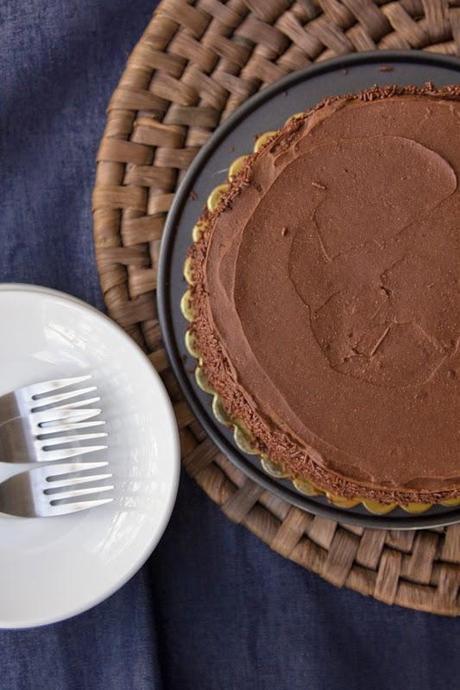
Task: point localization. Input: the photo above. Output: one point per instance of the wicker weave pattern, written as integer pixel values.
(195, 64)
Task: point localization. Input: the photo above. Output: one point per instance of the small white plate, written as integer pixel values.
(54, 568)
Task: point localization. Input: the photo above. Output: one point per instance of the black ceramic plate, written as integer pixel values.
(266, 111)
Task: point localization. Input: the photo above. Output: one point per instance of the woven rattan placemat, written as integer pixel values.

◇ ◇ ◇ ◇ ◇ ◇ ◇

Exercise aim - Retype all of the material above word for word, leaving the pictures out of your answer.

Full solution -
Task: point localization. Input: the photo above. Output: one point per instance of the wicker weave pattern, written as integer pixel values.
(195, 64)
Task: point localization. Input: the photo above. Output: one point per instance of the small white plate, written as integer pixel values.
(54, 568)
Task: point localization. Input: the photo above. Output: one point per instance of the black ceramic plate, written as integer pixel values.
(266, 111)
Task: point localization. Input: the photo above. Output: one point per instance of the woven rattan placemat, written as integer pixel values.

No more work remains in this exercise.